- _Passage provided_:
Filed Date: 10/19/2000
Status: Precedential
Modified Date: 11/1/2024
Judgment, Supreme Court, New York County (Helen Freedman, J.), entered August 23, 1999, which, upon trial dismissal of plaintiff’s complaint against defendant Fradin and a jury verdict in favor of defendant Weissman, granted judgment in defendants’ favor and dismissed the complaint, and bringing up for review an order, same court and Justice, entered on or about July 13, 1999, which denied plaintiff’s post-trial motion, inter alia, to set aside the jury verdict, unanimously affirmed, without costs. Appeal from the aforesaid order unanimously dismissed, without costs, as subsumed in the appeal from the ensuing judgment.
The trial dismissal of plaintiff’s abandonment complaint against defendant Dr. Fradin was proper since plaintiff failed to prove that he had been Dr. Fradin’s patient, and proof of a physician-patient relationship is essential to a prima facie case of abandonment (see, Dillon v Silver, 134 AD2d 159, 162). Although Dr. Fradin conducted an initial consultation in which he confirmed that plaintiff required immediate retinal surgery, there was no evidence that Dr. Fradin had agreed to undertake plaintiff’s surgical care.
Plaintiffs post-trial motion to set aside the verdict and for a mistrial was properly denied. The court properly rejected plaintiffs argument that its preclusion of plaintiffs handwriting expert from testifying regarding alterations to Dr. Weiss-man’s medical records deprived plaintiff of a fair trial. It was within the trial court’s sound discretion to exclude “expert” testimony that was of questionable probative value and likely to involve distracting collateral issues (see, Fortunato v Dover Union Free School Dist., 224 AD2d 658). Plaintiffs argument, first raised in his post-trial motion, that the court failed to conduct an adequate inquiry to determine whether the jury was improperly influenced by a written copy of defendant’s contentions inadvertently included with the exhibits that went into the jury room, is unpreserved and, in any case, without merit. The court properly exercised its discretion in denying a mistrial, having determined after it asked the jury twice whether any juror had read the contentions, that they had been read by only one juror and that that juror had not read them until after completion of the jury’s deliberations (see, Taylor v Port Auth., 202 AD2d 414).
We have reviewed plaintiffs remaining arguments and find them unavailing. Concur — Tom, J. P., Mazzarelli, Lerner, Rubin and Friedman, JJ.

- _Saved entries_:
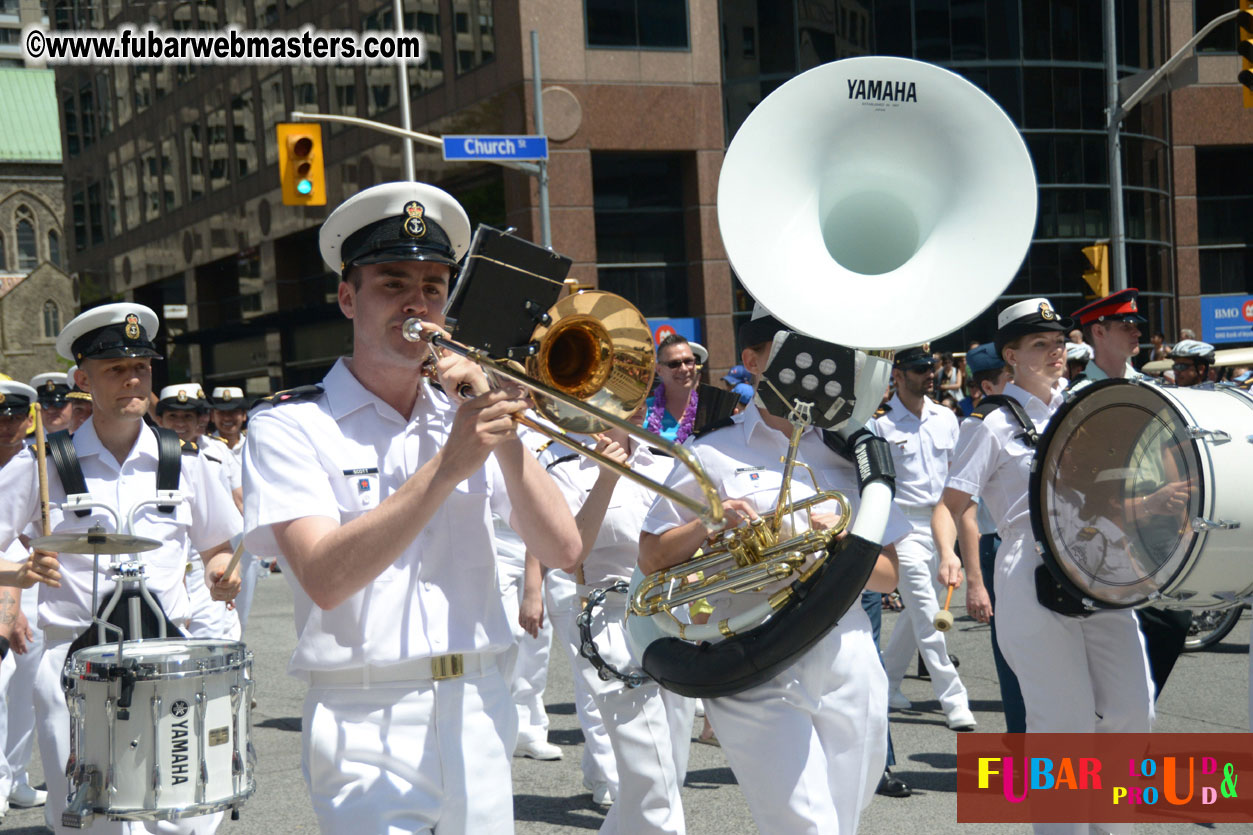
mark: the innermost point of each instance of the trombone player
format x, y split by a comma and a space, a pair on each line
376, 488
807, 746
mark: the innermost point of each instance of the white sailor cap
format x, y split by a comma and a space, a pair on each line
395, 222
227, 398
51, 386
1029, 316
15, 398
1193, 350
109, 331
183, 396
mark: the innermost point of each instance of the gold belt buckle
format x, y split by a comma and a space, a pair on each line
447, 666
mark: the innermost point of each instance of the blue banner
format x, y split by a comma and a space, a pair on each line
515, 148
1226, 319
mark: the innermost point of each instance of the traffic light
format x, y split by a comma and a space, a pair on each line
300, 164
1098, 277
1244, 47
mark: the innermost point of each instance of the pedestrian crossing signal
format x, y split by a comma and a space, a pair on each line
1098, 277
300, 164
1244, 47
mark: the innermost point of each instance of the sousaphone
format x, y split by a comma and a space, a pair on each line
873, 203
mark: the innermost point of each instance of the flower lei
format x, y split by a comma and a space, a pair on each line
654, 415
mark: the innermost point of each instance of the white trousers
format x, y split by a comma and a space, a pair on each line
53, 724
19, 692
429, 757
599, 765
525, 663
808, 746
1078, 675
650, 735
915, 628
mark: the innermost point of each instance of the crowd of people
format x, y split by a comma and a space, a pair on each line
436, 552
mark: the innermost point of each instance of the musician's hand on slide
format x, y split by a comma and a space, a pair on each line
950, 569
40, 567
979, 606
1169, 499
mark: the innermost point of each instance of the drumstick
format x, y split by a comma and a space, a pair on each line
944, 617
41, 467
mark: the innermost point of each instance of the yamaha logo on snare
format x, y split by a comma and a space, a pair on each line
881, 92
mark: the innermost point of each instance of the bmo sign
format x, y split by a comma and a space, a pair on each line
1227, 319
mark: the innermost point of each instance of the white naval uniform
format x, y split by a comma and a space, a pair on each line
921, 450
650, 735
204, 519
386, 747
213, 618
249, 569
1079, 675
807, 746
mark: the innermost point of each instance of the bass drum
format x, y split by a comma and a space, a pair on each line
1138, 495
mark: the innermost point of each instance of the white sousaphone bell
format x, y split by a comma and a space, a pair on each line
876, 203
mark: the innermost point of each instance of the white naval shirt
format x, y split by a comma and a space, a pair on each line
744, 462
615, 552
921, 449
993, 463
204, 519
338, 456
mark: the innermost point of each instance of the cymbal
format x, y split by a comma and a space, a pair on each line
90, 542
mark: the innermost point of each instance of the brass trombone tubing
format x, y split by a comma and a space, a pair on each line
709, 513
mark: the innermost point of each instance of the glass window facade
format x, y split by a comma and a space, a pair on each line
640, 245
1044, 64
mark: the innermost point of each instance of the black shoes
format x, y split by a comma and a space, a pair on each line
891, 786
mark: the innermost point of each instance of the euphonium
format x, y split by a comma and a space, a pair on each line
870, 202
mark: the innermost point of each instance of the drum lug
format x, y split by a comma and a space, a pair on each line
1209, 524
1213, 435
80, 811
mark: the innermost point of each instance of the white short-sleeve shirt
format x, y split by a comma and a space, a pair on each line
206, 519
744, 462
338, 455
615, 552
993, 463
921, 449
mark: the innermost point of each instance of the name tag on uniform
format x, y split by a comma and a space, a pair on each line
365, 483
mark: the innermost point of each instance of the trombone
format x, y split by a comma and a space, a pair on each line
589, 366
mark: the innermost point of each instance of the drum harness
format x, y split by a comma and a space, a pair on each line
1049, 592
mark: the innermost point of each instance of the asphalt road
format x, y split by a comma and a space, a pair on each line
1208, 691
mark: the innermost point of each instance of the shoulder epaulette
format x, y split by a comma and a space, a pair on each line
292, 395
561, 460
714, 425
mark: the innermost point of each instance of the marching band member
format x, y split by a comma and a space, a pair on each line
921, 435
376, 489
16, 621
178, 409
808, 746
53, 389
1078, 673
118, 456
649, 732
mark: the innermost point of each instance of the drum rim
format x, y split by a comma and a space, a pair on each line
1039, 529
236, 656
178, 813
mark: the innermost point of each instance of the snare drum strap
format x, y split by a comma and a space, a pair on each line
991, 403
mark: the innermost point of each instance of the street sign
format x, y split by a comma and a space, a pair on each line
489, 147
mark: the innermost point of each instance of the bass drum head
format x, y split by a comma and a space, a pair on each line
1115, 482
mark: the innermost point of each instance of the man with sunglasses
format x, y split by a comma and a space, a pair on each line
1193, 360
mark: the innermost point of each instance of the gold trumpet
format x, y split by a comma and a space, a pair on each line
590, 367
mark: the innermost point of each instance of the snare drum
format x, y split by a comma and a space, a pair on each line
1138, 494
162, 735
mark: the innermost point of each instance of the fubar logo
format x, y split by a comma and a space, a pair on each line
861, 89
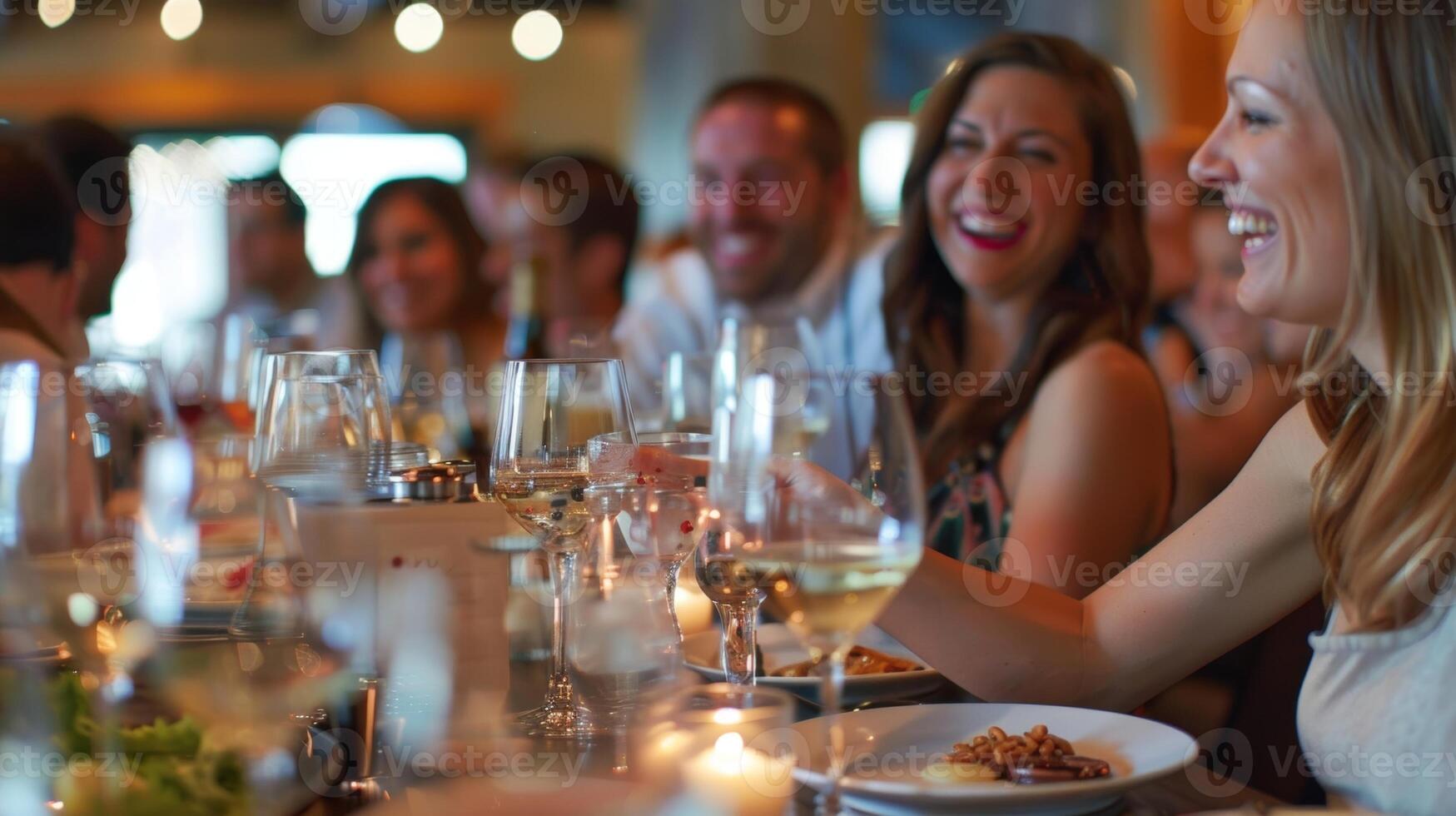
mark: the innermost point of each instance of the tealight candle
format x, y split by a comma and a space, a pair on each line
695, 612
740, 780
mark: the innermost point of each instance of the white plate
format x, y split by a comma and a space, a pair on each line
890, 746
781, 649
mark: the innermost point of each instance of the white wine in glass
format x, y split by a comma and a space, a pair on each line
827, 554
544, 475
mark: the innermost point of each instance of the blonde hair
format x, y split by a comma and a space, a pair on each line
1385, 491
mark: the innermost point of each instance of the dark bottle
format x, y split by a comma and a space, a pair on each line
526, 332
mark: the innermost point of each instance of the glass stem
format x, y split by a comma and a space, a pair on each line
670, 586
740, 641
827, 804
562, 580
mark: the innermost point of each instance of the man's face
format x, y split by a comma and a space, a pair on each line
762, 210
102, 251
264, 248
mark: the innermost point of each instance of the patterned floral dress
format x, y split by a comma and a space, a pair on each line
968, 509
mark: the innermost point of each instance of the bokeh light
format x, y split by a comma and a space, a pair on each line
181, 17
418, 28
536, 35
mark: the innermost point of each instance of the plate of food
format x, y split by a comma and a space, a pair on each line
880, 668
991, 758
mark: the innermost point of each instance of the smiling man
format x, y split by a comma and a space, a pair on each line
773, 236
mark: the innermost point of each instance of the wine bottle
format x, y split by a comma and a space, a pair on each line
526, 332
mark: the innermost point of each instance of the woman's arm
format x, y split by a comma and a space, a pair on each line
1235, 569
1094, 478
1212, 442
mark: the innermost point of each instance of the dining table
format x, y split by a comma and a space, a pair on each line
597, 784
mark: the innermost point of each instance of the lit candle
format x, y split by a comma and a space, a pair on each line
738, 780
695, 612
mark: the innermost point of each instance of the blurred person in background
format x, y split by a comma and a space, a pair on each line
417, 264
1172, 198
493, 194
775, 232
38, 286
1059, 450
270, 276
92, 161
579, 266
1234, 385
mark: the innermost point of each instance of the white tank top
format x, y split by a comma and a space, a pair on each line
1378, 714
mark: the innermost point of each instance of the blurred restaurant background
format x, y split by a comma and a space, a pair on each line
345, 93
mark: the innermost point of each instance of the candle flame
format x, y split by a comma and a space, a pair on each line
728, 751
727, 717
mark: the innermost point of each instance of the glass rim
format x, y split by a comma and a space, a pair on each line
564, 361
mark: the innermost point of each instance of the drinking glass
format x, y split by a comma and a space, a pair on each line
324, 435
622, 650
324, 411
540, 471
284, 653
688, 406
128, 404
50, 510
64, 577
427, 407
231, 378
785, 347
668, 507
719, 748
827, 554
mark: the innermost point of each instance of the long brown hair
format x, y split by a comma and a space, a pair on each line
1385, 490
1101, 291
443, 203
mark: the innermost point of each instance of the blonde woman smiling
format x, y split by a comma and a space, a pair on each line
1333, 117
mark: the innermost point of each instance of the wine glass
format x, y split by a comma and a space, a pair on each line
128, 404
624, 649
231, 378
787, 347
688, 404
324, 436
427, 407
324, 411
667, 507
284, 653
64, 577
540, 471
830, 554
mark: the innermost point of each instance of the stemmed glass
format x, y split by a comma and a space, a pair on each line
827, 554
667, 506
688, 404
322, 436
622, 647
128, 402
787, 347
540, 471
425, 407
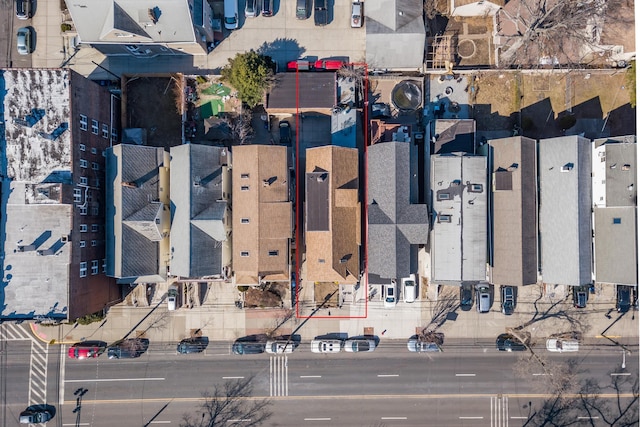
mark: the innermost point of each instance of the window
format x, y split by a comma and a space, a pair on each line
83, 122
83, 269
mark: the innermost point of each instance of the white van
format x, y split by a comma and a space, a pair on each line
231, 14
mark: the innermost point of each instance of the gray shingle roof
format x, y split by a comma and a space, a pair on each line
396, 226
565, 210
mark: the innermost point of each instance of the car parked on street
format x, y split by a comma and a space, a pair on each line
508, 302
507, 342
415, 345
326, 346
390, 297
87, 349
280, 346
36, 414
356, 345
192, 345
466, 297
128, 349
562, 346
24, 41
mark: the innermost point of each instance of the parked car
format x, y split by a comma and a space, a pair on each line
128, 349
507, 342
561, 346
580, 297
248, 347
24, 41
356, 14
390, 298
267, 7
483, 298
418, 346
24, 9
192, 345
326, 346
410, 288
250, 9
35, 414
466, 297
355, 345
280, 346
625, 298
87, 349
285, 132
508, 303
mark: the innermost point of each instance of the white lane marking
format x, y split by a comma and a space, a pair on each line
103, 380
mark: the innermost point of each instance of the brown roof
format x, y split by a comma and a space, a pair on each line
333, 255
262, 215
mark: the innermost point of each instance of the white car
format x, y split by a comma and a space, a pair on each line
326, 346
280, 347
355, 345
390, 297
410, 288
561, 346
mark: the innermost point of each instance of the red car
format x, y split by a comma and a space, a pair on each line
87, 349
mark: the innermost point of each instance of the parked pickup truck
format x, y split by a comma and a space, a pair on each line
320, 13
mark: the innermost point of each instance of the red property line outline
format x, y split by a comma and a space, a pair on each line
365, 127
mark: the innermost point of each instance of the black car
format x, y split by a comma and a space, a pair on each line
248, 347
466, 297
624, 298
507, 342
128, 349
192, 345
285, 133
580, 297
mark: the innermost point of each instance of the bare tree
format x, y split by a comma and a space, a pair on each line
229, 405
562, 31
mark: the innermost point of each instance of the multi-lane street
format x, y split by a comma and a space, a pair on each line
464, 385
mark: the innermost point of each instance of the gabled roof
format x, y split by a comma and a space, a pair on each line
199, 208
396, 225
133, 211
565, 210
514, 190
333, 238
262, 216
132, 21
459, 204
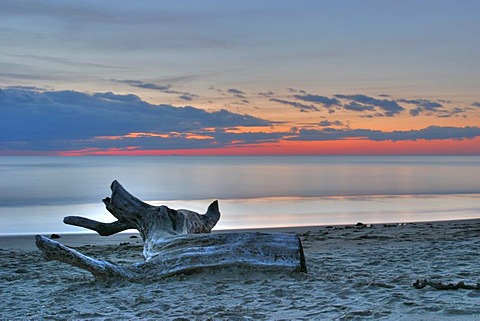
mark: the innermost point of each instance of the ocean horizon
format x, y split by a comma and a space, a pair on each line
36, 192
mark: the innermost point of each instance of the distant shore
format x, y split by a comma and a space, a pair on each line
354, 273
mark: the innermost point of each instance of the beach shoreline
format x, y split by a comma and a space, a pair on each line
354, 273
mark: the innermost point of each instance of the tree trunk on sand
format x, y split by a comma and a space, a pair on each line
177, 241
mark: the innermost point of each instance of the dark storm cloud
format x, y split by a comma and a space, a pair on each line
302, 107
387, 107
37, 119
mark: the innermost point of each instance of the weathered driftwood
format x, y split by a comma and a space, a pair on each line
420, 284
177, 241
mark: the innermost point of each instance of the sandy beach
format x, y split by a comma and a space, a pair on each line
355, 273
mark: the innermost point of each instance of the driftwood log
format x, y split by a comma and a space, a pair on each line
177, 241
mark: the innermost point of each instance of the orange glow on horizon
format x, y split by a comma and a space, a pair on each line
338, 147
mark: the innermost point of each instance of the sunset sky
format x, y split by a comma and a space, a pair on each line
239, 77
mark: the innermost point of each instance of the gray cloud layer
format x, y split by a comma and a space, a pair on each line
43, 121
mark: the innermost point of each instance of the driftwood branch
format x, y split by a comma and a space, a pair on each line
177, 241
420, 284
104, 229
192, 253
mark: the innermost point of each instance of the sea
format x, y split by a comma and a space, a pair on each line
253, 191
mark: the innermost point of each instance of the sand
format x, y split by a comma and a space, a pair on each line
355, 273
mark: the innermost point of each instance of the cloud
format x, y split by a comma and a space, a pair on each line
327, 123
163, 88
141, 84
388, 107
56, 120
422, 106
353, 106
327, 102
236, 93
302, 107
429, 133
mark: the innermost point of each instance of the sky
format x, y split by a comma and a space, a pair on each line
243, 77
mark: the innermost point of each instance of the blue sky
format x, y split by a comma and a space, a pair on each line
390, 65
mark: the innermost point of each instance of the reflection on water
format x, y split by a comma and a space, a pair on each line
37, 192
267, 212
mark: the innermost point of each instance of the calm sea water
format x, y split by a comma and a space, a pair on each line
37, 192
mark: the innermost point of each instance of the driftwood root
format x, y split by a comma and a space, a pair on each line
420, 284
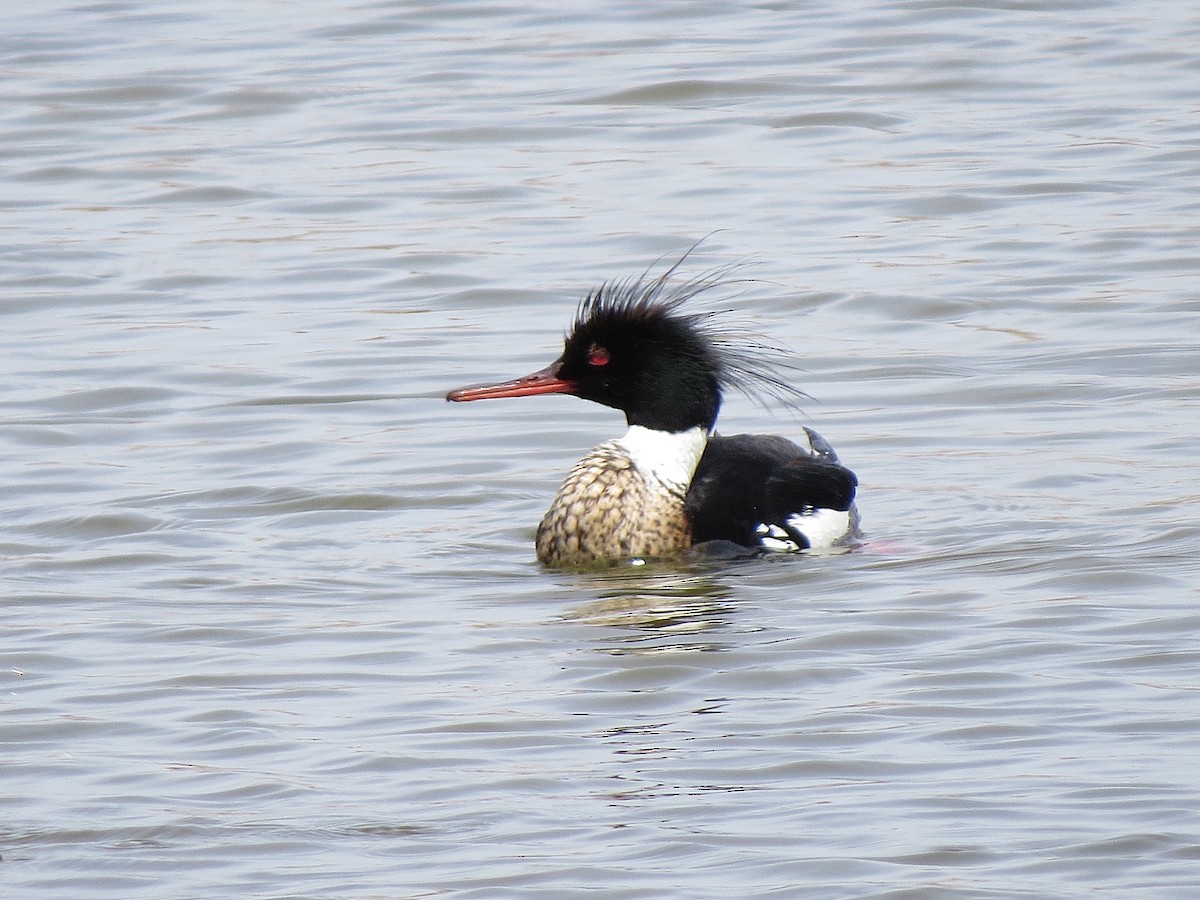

- _Your tasks_:
1) Reproduce word for word the portion of the appellate decision starting with "Filed Date: 10/19/2000" and going on through "the ensuing judgment.".
2) Answer these questions using the appellate decision:
(a) Which justice of the Supreme Court, New York County, entered the judgment under review?
(b) What did the plaintiff fail to prove about his relationship with Dr. Fradin?
(c) How many jurors read the written copy of the defendant's contentions?
3) List every justice named as concurring in the appellate decision.

- _Answers for this exercise_:
1)
Filed Date: 10/19/2000
Status: Precedential
Modified Date: 11/1/2024
Judgment, Supreme Court, New York County (Helen Freedman, J.), entered August 23, 1999, which, upon trial dismissal of plaintiff’s complaint against defendant Fradin and a jury verdict in favor of defendant Weissman, granted judgment in defendants’ favor and dismissed the complaint, and bringing up for review an order, same court and Justice, entered on or about July 13, 1999, which denied plaintiff’s post-trial motion, inter alia, to set aside the jury verdict, unanimously affirmed, without costs. Appeal from the aforesaid order unanimously dismissed, without costs, as subsumed in the appeal from the ensuing judgment.

2)
(a) Helen Freedman
(b) That he had been Dr. Fradin's patient
(c) Only one juror

3) Tom, Mazzarelli, Lerner, Rubin, Friedman